Task item
Give every entry again, exactly as it stands.
** Opening Information shown block **
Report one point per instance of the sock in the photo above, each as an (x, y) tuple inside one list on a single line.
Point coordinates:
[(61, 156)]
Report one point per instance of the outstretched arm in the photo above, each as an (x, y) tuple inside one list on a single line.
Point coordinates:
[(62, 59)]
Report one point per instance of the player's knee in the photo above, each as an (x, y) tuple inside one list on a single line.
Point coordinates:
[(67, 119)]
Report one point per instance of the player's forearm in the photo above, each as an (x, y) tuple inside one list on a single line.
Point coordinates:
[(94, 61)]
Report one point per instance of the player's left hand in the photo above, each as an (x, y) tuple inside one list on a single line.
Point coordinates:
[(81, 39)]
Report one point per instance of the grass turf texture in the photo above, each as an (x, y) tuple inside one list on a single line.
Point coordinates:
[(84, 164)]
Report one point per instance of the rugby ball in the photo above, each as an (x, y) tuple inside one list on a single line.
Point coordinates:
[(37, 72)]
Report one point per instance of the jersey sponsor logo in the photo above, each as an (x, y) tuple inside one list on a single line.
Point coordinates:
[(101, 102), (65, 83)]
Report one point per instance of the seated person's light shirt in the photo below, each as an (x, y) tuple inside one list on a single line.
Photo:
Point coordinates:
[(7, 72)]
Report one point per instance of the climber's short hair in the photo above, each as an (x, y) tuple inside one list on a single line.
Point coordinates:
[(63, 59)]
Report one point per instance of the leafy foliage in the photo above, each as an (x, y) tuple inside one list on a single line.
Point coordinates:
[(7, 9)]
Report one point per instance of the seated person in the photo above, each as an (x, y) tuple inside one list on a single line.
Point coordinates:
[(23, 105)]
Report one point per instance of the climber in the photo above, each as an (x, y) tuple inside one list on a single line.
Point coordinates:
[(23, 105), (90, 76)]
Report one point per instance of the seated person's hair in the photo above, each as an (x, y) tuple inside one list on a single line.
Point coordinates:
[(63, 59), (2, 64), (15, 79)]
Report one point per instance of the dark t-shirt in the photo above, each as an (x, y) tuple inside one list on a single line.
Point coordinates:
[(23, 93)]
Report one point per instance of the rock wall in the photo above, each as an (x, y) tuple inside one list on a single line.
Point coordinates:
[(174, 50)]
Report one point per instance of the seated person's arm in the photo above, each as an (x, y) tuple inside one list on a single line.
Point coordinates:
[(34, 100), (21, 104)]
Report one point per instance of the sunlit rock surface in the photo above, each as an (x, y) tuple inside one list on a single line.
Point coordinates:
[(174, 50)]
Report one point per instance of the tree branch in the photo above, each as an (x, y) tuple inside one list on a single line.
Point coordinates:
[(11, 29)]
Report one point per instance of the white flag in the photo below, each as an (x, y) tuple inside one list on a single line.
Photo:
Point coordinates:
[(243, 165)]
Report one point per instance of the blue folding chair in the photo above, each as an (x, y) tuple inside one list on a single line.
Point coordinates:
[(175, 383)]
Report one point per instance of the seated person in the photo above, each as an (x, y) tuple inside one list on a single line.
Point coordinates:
** Closing Information shown block **
Response to the exercise
Report one point per instance of the sock in the photo above, each as an (x, y) tuple inside one list on a single line.
Point coordinates:
[(61, 156)]
Report one point per instance of the outstretched arm in the photo above, each as an (x, y) tuple inside one list on a single line.
Point coordinates:
[(62, 59)]
Report one point per instance of the player's knee in the photo above, each as an (x, y) tuple inside one list on a single line.
Point coordinates:
[(67, 119)]
Report one point per instance of the player's forearm in the photo above, each as an (x, y) tuple inside one list on a single line.
Point coordinates:
[(94, 61)]
Report one point per instance of the player's left hand in the photo above, each as an (x, y) tuple inside one list on a single line.
Point coordinates:
[(81, 39)]
Report one point per instance of the grass turf texture in the photo above, each as an (x, y) tuple inside one list on a single line.
Point coordinates:
[(84, 164)]
Report one point per instance of the rugby ball in the photo above, each as an (x, y) tuple inside one list on a single line.
Point coordinates:
[(37, 72)]
Report one point per instance of the jersey sponsor logo in the photo above, each as an (x, y) tuple inside one list on a single line.
Point coordinates:
[(101, 102), (65, 83)]
Report one point per instance of the seated person's light shirt in the photo below, each as an (x, y) tuple inside one list on a single line.
Photo:
Point coordinates:
[(7, 72)]
Report one point per instance of the climber's short hair in the photo above, each as an (x, y) tuple inside one list on a single line.
Point coordinates:
[(63, 59)]
Report one point per instance of the leafy foliage in the photo above, each as an (x, y) tuple inside one list on a single line.
Point coordinates:
[(7, 9)]
Report one point per instance of the seated person in the photo above, each as an (x, y) tuple inside one list on a single line.
Point coordinates:
[(23, 105)]
Report one point per instance of the climber in the photo above, each as an (x, y) tuple inside one list on a single line.
Point coordinates:
[(23, 105), (90, 76)]
Report one point per instance of the seated person's hair in the photo above, each as an (x, y) tuple inside one list on a single line.
Point coordinates:
[(63, 59), (2, 64), (15, 79)]
Report one point per instance of the dark t-shirt in the photo above, each as an (x, y) tuple inside one list on a single line.
Point coordinates:
[(23, 93)]
Report one point per instance of the rock wall in the photo above, each as an (x, y) tuple inside one list on a single line.
Point coordinates:
[(174, 50)]
Report one point per instance of the seated person's arm in the photo above, each as an (x, y) tuple inside one list on a single line.
Point coordinates:
[(34, 100), (21, 104)]
Report one point per instance of the sunlit rock surface in the photo above, each as an (x, y) tuple inside one list on a single line.
Point coordinates:
[(174, 50)]
Report one point per instance of the tree branch in the photo above, each as an (x, y) tuple inside one list on a single line.
Point coordinates:
[(11, 29)]
Report one point per instance of the white flag in the photo below, each as an (x, y) tuple inside one list on a single line.
Photo:
Point coordinates:
[(243, 165)]
Report one point per instance of the blue folding chair in the photo above, each as an (x, y) tuple inside one list on a single line.
Point coordinates:
[(175, 383)]
Report one point per instance of the seated person in the photo above, each as an (x, y) tuple inside one list on a single line.
Point coordinates:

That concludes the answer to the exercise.